* **DIRECTION**: Please write out the material that follows, exactly as it stands.

* **DATA LISTING**:
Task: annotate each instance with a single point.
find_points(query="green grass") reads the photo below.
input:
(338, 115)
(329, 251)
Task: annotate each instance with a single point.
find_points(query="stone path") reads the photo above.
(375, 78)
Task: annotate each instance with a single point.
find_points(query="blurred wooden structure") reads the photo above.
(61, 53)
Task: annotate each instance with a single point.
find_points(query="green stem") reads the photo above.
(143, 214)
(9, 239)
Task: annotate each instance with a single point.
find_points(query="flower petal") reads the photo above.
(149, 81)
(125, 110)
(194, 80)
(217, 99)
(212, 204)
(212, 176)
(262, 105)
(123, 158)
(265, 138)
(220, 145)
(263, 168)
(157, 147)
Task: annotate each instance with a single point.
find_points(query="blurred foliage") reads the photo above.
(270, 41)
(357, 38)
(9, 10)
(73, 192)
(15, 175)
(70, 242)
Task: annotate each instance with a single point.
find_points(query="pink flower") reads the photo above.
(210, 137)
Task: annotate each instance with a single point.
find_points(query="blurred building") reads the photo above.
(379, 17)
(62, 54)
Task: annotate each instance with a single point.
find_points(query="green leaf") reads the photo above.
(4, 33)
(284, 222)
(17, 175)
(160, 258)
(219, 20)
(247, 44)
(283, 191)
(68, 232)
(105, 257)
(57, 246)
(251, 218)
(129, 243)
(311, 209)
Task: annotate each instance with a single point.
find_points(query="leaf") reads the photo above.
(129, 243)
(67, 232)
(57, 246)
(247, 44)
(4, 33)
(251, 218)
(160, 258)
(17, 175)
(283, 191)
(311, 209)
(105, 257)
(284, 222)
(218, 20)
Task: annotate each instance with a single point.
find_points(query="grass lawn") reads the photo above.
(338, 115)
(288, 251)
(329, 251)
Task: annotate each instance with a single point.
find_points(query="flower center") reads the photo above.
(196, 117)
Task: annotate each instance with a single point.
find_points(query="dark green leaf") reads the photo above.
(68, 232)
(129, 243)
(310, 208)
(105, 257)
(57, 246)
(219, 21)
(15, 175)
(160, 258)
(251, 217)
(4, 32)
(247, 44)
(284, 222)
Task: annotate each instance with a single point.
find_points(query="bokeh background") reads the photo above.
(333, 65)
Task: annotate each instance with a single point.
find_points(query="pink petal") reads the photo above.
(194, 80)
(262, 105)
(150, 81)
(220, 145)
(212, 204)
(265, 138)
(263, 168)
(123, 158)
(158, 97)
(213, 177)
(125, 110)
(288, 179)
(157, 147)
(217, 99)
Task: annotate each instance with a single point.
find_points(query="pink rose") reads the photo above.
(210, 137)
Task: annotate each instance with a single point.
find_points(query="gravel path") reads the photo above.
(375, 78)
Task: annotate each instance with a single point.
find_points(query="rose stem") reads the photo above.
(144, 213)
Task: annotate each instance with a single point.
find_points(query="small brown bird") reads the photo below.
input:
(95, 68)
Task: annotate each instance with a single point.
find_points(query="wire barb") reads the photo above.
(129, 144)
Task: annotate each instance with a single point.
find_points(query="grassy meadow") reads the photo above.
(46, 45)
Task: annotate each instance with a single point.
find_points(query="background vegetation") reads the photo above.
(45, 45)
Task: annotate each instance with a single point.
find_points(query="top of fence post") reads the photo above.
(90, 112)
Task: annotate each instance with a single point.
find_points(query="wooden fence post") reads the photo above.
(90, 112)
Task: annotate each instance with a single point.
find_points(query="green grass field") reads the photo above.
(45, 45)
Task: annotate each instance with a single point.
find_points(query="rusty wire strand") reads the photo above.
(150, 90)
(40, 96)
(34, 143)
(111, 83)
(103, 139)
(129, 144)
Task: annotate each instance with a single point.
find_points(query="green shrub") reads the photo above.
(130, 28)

* **WRITTEN REPLY**:
Task: annotate each instance with a single point.
find_points(query="green grass") reads the photo below.
input:
(338, 115)
(329, 251)
Task: annotate each instance with a single point.
find_points(query="stone path") reads the photo above.
(375, 78)
Task: annotate each instance with a single point.
find_points(query="blurred wooden structure") reads the photo above.
(61, 53)
Task: annotate each instance with a single point.
find_points(query="green stem") reads the photo above.
(143, 214)
(9, 239)
Task: annotate each instance with a single point.
find_points(query="flower petal") reads the photo above.
(149, 81)
(125, 110)
(194, 80)
(217, 99)
(212, 204)
(212, 176)
(262, 105)
(123, 158)
(265, 138)
(220, 145)
(263, 168)
(157, 147)
Task: annotate each instance with a single point.
find_points(query="blurred foliage") reads the photo above.
(270, 41)
(357, 38)
(9, 10)
(73, 192)
(15, 175)
(70, 242)
Task: annotate each instance with a single point.
find_points(query="pink flower") reads the photo above.
(210, 137)
Task: annotate each instance with a single point.
find_points(query="blurred building") reads the photo above.
(379, 17)
(62, 54)
Task: annotate each instance with a single point.
find_points(query="green leaf") reads the photo above.
(4, 33)
(284, 222)
(17, 175)
(160, 258)
(219, 20)
(247, 44)
(283, 191)
(68, 232)
(105, 257)
(57, 246)
(251, 218)
(129, 243)
(311, 209)
Task: annotate each instance with a single point.
find_points(query="leaf") reads the photo above.
(129, 243)
(67, 232)
(57, 246)
(247, 44)
(4, 33)
(251, 218)
(160, 258)
(17, 175)
(283, 191)
(311, 209)
(105, 257)
(284, 222)
(218, 20)
Task: annotate each instance with a single point.
find_points(query="grass lawn") reads the photo above.
(338, 115)
(288, 251)
(329, 251)
Task: annotate each instance with a single point.
find_points(query="flower center") reads the photo above.
(196, 117)
Task: annotate each instance with a single point.
find_points(query="dark green leaf") reads the photo above.
(68, 232)
(129, 243)
(310, 208)
(105, 257)
(57, 246)
(219, 21)
(15, 175)
(160, 258)
(251, 217)
(4, 32)
(247, 44)
(284, 222)
Task: annotate each instance with a single point.
find_points(query="bokeh background") reads the photo above.
(333, 65)
Task: annotate each instance with a single point.
find_points(query="pink petal") reads the photo above.
(194, 80)
(262, 105)
(150, 81)
(220, 145)
(212, 204)
(265, 138)
(263, 168)
(123, 158)
(158, 97)
(213, 177)
(125, 110)
(288, 179)
(157, 147)
(217, 99)
Task: annotate each instance with a single point.
find_points(query="pink rose") reads the photo above.
(210, 137)
Task: annotate each instance with a single point.
find_points(query="gravel path") reads the photo above.
(375, 78)
Task: annotate each instance with a single point.
find_points(query="rose stem") reads the photo above.
(144, 213)
Task: annotate each instance with a single point.
find_points(query="small brown bird") reads the photo below.
input:
(95, 68)
Task: annotate each instance with a single point.
find_points(query="wire barb") reads the photo above.
(129, 144)
Task: annotate each instance with a single point.
find_points(query="grassy meadow") reads the photo above.
(46, 45)
Task: annotate each instance with a single point.
find_points(query="background vegetation") reads the photo above.
(45, 45)
Task: annotate each instance with a single point.
find_points(query="top of fence post") reads the photo above.
(90, 112)
Task: annotate each instance with a single point.
find_points(query="wooden fence post") reads the photo above.
(90, 112)
Task: annotate each instance with a single point.
find_points(query="green grass field") reads the photo above.
(45, 45)
Task: annotate each instance with a single point.
find_points(query="rusty wire strand") reads the photo above.
(150, 90)
(40, 96)
(34, 143)
(111, 83)
(103, 139)
(129, 144)
Task: annotate each instance with a single point.
find_points(query="green shrub") reads the photo above.
(130, 28)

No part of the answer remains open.